--- start of MATERIALS PROVIDED ---
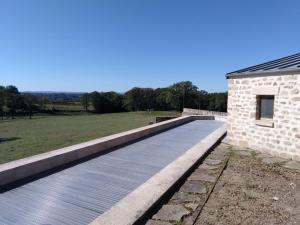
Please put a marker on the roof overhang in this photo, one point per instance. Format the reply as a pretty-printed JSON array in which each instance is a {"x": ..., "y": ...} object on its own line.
[{"x": 263, "y": 73}]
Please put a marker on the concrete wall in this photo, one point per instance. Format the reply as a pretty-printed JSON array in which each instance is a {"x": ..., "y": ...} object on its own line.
[
  {"x": 283, "y": 137},
  {"x": 187, "y": 111},
  {"x": 23, "y": 168}
]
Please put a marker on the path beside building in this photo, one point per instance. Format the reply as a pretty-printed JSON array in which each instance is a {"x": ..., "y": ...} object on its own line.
[{"x": 234, "y": 186}]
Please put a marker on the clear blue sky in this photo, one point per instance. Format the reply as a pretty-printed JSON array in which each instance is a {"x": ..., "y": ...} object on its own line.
[{"x": 103, "y": 45}]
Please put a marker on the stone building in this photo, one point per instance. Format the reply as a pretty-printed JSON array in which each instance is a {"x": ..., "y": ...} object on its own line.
[{"x": 264, "y": 107}]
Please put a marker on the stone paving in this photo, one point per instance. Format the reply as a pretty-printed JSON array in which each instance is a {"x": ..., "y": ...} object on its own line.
[{"x": 185, "y": 204}]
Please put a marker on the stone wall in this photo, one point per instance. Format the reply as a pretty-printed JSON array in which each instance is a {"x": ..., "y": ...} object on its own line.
[{"x": 281, "y": 140}]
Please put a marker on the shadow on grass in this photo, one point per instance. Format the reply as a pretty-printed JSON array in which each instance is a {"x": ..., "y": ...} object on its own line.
[{"x": 9, "y": 139}]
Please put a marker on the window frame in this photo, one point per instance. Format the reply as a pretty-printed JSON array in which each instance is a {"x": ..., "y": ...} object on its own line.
[{"x": 260, "y": 120}]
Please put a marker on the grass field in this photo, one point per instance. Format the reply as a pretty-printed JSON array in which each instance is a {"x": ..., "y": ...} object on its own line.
[{"x": 20, "y": 138}]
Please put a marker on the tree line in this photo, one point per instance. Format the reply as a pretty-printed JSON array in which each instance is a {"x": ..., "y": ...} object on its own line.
[
  {"x": 175, "y": 97},
  {"x": 12, "y": 102}
]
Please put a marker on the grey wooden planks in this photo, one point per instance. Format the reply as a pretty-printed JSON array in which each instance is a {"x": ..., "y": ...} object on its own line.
[{"x": 77, "y": 195}]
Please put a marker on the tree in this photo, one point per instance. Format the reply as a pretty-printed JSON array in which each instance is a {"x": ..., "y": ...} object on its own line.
[
  {"x": 30, "y": 104},
  {"x": 163, "y": 99},
  {"x": 184, "y": 94},
  {"x": 85, "y": 101},
  {"x": 133, "y": 99},
  {"x": 2, "y": 101},
  {"x": 12, "y": 97}
]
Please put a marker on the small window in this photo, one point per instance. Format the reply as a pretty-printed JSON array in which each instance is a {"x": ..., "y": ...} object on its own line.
[{"x": 265, "y": 107}]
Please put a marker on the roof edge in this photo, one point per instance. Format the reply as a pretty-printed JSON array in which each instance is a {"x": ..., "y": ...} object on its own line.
[{"x": 264, "y": 73}]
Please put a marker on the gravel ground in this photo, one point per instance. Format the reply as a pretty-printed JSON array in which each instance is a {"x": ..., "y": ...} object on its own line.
[{"x": 251, "y": 191}]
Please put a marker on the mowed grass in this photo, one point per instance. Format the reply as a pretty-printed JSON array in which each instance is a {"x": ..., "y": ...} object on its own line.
[{"x": 21, "y": 138}]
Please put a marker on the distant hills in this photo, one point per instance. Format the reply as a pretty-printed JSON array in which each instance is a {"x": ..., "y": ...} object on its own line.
[{"x": 58, "y": 96}]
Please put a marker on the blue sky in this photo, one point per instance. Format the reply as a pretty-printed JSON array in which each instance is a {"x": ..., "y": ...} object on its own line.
[{"x": 70, "y": 45}]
--- end of MATERIALS PROVIDED ---
▶ WORK INSTRUCTIONS: Please rewrite the items from the line containing "Please put a marker on the mowed" through the end of the items, replacing "distant hills" with "rolling hills" and leaving everything else unchanged.

▶ FINAL ANSWER:
Please put a marker on the mowed grass in this photo, one point per instance. Format the reply as a pretty-printed JSON array in which each instance is a {"x": ..., "y": ...} object on its own line.
[{"x": 21, "y": 138}]
Please put a marker on the rolling hills in this photo, one point per instance. Format the reply as a pretty-printed JSON array in which each instance is a {"x": ..., "y": ...} object on its own line.
[{"x": 58, "y": 96}]
Please put a marker on the blue sky in this photo, one point per instance. Format the reply as a pretty-printed JSON array in which each instance is a {"x": ..., "y": ...} object on its own line.
[{"x": 70, "y": 45}]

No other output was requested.